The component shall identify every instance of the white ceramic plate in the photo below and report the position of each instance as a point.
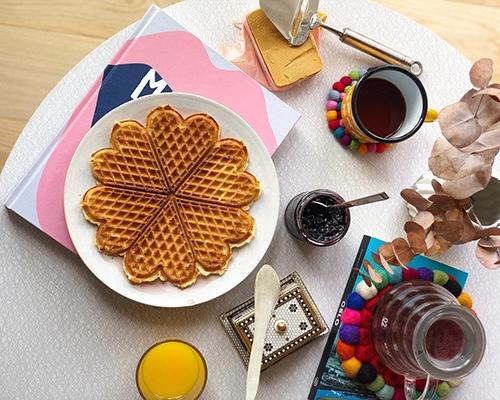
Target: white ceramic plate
(163, 294)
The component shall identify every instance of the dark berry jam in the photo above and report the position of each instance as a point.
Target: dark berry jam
(313, 223)
(323, 224)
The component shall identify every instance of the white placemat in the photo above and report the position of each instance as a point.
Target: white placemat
(64, 334)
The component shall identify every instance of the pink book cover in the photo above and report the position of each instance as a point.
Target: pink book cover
(160, 56)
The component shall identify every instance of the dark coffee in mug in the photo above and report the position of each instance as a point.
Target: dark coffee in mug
(381, 107)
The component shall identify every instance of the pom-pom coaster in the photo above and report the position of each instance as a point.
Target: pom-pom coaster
(354, 346)
(334, 116)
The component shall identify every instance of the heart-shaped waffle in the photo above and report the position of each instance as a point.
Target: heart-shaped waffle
(171, 197)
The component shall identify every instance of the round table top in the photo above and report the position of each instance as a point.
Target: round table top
(64, 333)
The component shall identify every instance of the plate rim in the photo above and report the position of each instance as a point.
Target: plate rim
(137, 292)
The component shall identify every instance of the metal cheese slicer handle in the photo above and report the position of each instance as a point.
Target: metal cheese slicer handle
(353, 203)
(369, 46)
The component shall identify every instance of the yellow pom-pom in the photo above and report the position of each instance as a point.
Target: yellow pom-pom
(330, 115)
(363, 148)
(465, 300)
(351, 367)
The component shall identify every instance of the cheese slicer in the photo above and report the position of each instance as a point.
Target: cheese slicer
(267, 289)
(296, 18)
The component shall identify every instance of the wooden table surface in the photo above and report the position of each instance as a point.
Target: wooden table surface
(43, 40)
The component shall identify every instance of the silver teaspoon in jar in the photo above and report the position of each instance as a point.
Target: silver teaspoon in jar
(353, 203)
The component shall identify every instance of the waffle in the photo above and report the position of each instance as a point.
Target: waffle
(171, 197)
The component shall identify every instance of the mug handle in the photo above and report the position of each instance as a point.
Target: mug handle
(429, 389)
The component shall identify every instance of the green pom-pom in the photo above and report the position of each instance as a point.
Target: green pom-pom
(440, 277)
(377, 384)
(385, 280)
(443, 389)
(385, 393)
(354, 75)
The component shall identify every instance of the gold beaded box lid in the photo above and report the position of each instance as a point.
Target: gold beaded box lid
(295, 322)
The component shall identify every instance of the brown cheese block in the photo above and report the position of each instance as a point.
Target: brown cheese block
(285, 64)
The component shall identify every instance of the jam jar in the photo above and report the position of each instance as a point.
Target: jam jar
(310, 222)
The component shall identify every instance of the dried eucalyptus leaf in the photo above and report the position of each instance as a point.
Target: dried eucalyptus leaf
(412, 226)
(483, 233)
(375, 276)
(449, 163)
(402, 251)
(437, 187)
(443, 201)
(488, 111)
(451, 231)
(459, 124)
(481, 72)
(425, 219)
(491, 91)
(468, 185)
(416, 242)
(488, 257)
(415, 199)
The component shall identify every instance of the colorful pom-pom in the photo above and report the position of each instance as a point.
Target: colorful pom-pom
(465, 300)
(350, 317)
(385, 393)
(339, 87)
(376, 385)
(349, 334)
(425, 274)
(339, 133)
(345, 350)
(333, 123)
(331, 105)
(331, 115)
(396, 276)
(440, 277)
(355, 301)
(354, 75)
(362, 148)
(453, 287)
(443, 389)
(364, 336)
(354, 145)
(378, 365)
(366, 374)
(334, 95)
(385, 279)
(346, 80)
(351, 367)
(392, 378)
(365, 291)
(345, 140)
(366, 317)
(399, 394)
(365, 353)
(410, 274)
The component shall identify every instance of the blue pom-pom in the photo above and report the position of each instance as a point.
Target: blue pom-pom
(396, 276)
(385, 393)
(426, 274)
(339, 133)
(334, 95)
(349, 334)
(355, 302)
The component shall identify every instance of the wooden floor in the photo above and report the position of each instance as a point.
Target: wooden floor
(42, 40)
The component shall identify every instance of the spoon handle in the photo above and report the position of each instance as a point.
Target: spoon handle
(364, 200)
(267, 289)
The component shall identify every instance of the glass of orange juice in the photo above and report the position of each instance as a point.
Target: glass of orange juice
(171, 369)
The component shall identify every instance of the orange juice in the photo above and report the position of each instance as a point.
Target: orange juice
(171, 369)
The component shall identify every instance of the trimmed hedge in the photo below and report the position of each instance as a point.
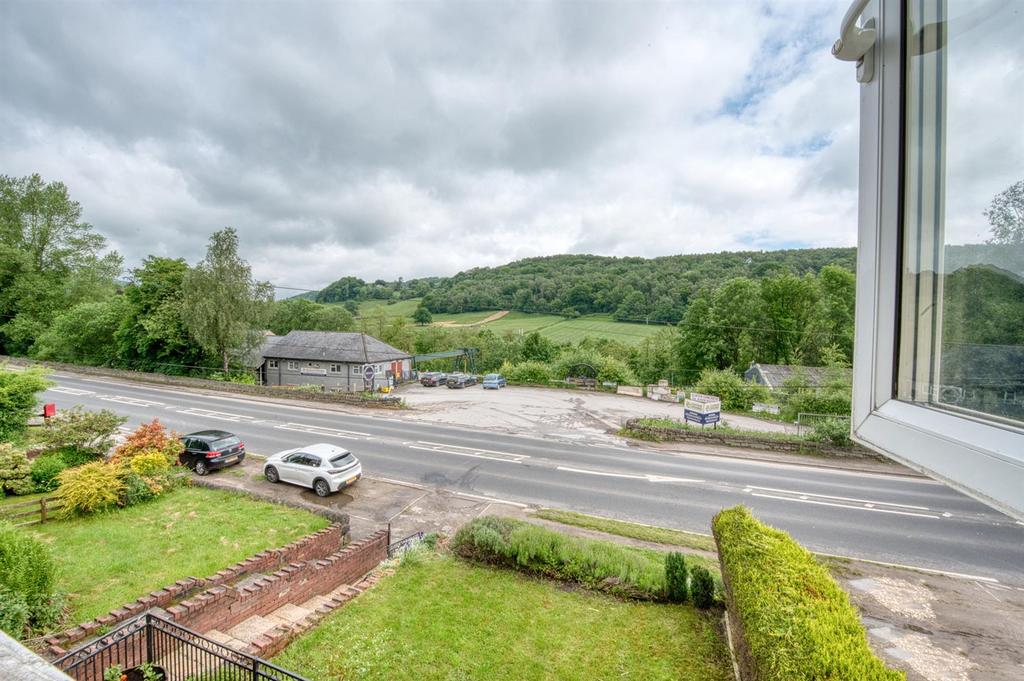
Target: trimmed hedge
(602, 565)
(794, 621)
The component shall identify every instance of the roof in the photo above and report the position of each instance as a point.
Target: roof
(775, 376)
(331, 346)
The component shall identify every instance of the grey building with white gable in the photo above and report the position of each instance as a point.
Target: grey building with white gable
(336, 360)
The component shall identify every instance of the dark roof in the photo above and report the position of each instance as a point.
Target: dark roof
(331, 346)
(774, 376)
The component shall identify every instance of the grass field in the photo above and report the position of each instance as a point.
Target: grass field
(439, 618)
(108, 559)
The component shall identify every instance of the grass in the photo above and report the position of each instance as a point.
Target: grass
(439, 618)
(111, 558)
(631, 529)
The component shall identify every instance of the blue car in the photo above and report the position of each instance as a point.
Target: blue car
(494, 381)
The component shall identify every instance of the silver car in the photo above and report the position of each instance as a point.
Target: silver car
(324, 468)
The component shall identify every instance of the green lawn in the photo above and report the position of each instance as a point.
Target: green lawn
(111, 558)
(439, 618)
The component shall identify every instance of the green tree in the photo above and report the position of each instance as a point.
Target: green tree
(1006, 214)
(17, 399)
(422, 315)
(225, 308)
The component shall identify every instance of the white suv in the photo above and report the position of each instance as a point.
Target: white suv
(324, 468)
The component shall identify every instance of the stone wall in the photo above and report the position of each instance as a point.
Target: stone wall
(220, 386)
(311, 547)
(712, 436)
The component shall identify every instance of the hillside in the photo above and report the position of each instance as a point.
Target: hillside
(627, 289)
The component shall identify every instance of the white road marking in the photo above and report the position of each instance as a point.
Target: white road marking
(220, 416)
(474, 452)
(805, 495)
(134, 401)
(648, 477)
(71, 391)
(323, 430)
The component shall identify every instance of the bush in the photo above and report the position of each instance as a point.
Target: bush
(45, 470)
(27, 579)
(530, 371)
(675, 578)
(797, 622)
(15, 471)
(602, 565)
(148, 438)
(17, 399)
(89, 487)
(76, 428)
(701, 588)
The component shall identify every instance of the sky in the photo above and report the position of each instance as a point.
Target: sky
(421, 138)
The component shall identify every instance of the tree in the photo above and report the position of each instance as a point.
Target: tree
(1006, 214)
(422, 315)
(224, 308)
(17, 399)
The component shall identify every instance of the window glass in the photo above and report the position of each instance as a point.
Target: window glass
(962, 280)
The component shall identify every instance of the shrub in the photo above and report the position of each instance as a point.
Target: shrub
(27, 579)
(90, 431)
(45, 470)
(148, 438)
(701, 588)
(602, 565)
(530, 371)
(17, 399)
(15, 471)
(797, 622)
(675, 578)
(89, 487)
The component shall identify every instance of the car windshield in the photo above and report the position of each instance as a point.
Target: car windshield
(342, 460)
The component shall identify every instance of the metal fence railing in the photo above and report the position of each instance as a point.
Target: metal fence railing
(175, 651)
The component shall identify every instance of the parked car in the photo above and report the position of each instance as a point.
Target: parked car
(210, 450)
(324, 468)
(494, 381)
(433, 379)
(461, 380)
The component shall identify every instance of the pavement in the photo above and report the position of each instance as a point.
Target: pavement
(862, 514)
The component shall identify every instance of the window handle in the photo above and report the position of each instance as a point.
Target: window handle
(855, 42)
------------------------------------------------------------------------
REQUEST
Format everything from the line containing "The component shall identify every instance of the window handle" down to the end of the records as a JSON list of strings, one string per line, with blank lines left out.

EXERCISE ANSWER
[
  "The component shall identify every instance of the window handle in the photo above and report the position of each instance as a point.",
  "Target: window handle",
  "(855, 42)"
]